* [Location identification items]:
▼

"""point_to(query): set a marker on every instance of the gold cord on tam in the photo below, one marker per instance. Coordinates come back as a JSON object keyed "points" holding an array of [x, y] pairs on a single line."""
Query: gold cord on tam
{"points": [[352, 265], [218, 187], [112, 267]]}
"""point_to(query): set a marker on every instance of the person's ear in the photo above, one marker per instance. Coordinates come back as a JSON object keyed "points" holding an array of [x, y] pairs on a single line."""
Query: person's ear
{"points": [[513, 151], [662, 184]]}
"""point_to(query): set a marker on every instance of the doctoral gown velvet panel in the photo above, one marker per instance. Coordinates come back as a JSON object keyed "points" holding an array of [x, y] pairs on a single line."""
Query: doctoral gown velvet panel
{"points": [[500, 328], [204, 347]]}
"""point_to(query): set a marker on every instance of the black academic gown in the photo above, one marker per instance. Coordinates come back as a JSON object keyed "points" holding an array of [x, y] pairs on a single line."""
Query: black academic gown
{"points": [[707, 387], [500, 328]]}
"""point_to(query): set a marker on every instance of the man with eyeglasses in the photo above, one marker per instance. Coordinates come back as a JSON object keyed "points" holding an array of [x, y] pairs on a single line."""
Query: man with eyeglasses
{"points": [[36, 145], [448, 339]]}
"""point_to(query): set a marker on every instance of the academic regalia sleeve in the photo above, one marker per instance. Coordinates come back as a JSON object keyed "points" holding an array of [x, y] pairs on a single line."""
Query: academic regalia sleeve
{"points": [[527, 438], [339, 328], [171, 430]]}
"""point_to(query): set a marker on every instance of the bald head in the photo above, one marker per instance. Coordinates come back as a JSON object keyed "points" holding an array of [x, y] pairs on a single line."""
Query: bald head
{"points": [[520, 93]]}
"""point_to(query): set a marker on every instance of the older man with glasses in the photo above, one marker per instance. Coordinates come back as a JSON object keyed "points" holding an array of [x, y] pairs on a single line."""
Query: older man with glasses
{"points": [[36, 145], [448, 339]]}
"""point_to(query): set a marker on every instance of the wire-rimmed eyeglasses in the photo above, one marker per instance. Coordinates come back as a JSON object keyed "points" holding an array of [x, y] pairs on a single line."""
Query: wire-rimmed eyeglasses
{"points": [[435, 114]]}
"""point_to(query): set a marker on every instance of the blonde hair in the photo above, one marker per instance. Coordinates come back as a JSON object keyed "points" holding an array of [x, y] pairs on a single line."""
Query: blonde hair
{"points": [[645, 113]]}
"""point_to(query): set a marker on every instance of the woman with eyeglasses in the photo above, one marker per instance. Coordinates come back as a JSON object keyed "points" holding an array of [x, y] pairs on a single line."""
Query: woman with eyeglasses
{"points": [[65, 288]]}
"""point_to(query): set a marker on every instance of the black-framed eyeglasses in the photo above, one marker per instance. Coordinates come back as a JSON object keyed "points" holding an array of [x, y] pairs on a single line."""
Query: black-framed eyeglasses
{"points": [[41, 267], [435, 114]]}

▲

* [The task]: Reproduce all of the records above word for word, keeping their original order.

* [Reply]:
"""point_to(query): set a marker on every instance of the gold cord on tam in the photo below, one marker per instance. Coordinates come back as a JSON object keyed "points" holding an array of [x, y] pairs on a single line."""
Query: gold cord on tam
{"points": [[352, 265], [218, 187], [112, 267]]}
"""point_to(query): set a marker on every instance of the person's ear in the photo above, one marker per instance. Coordinates come back as a JSON object keyed "points" holding an array of [x, y] pairs on a single line."""
Query: person's ear
{"points": [[513, 151], [662, 184]]}
"""point_to(query): set a marker on every instance of the doctoral gown velvet panel in the photo above, one marker per instance. Coordinates come back as a JSON object keyed "points" holding an array of [x, y] pairs on a single line."""
Query: doctoral gown velvet panel
{"points": [[500, 328], [204, 347]]}
"""point_to(query): set a marker on every instance of the black academic gown in the photo above, one marker per instance. Coordinates come back as a JSON object keyed "points" holding an array of [x, y] pairs on a single line."""
Query: black academic gown
{"points": [[707, 387], [500, 328]]}
"""point_to(query): set a marker on every instance of the man with eyeglasses in the photo above, one marker per instance. Coordinates come back as a JSON object keyed "points" holding an array of [x, y] pairs on a single line."""
Query: man with eyeglasses
{"points": [[36, 145], [448, 339]]}
"""point_to(query): set a marker on every instance of the academic regalia sleeve in the photo above, one marker per instance. Coordinates come back as a JSON object keyed "points" holding an array of [x, y] pairs on a single line."""
Query: academic regalia sleeve
{"points": [[527, 438], [339, 328], [171, 430]]}
"""point_to(query): set a marker on every instance of the bald head in the photo above, one marker per instance. Coordinates come back as a JSON object keyed "points" holding an array of [x, y] pairs on a single line."""
Query: bald head
{"points": [[520, 93]]}
"""point_to(query): set a marker on every instance of the older man with glasses in the photo above, one marker per instance. Coordinates come back as a JSON object keyed "points" holding an array of [x, y] pairs on a single line."""
Query: older man with glasses
{"points": [[36, 145], [448, 339]]}
"""point_to(query): set a marker on every instance of the wire-rimmed eyeglasses in the photo above, one marker per instance. Coordinates come back as a JSON object keyed "points" holding an array of [x, y] pairs on a single line."""
Query: wire-rimmed eyeglasses
{"points": [[435, 114]]}
"""point_to(query): set a marker on every instance of the blonde hair in the photo above, one marker per instance. Coordinates come back as a JSON object keyed "points" holding an array of [x, y] pairs on a single line."""
Query: blonde hair
{"points": [[645, 113]]}
"""point_to(query): set a marker on every instance of the woman with eyeglasses in the photo above, one marker per instance. Coordinates come back as a JSON object keyed "points" holding an array of [x, y] pairs on a single line."""
Query: woman with eyeglasses
{"points": [[65, 288]]}
"""point_to(query): set a marker on every instance of the black-framed eyeglasses in the photo above, one marker per instance. Coordinates come back as a JSON object keyed "points" holding an array of [x, y] pairs on a single line."""
Query: black-framed eyeglasses
{"points": [[41, 267], [435, 114]]}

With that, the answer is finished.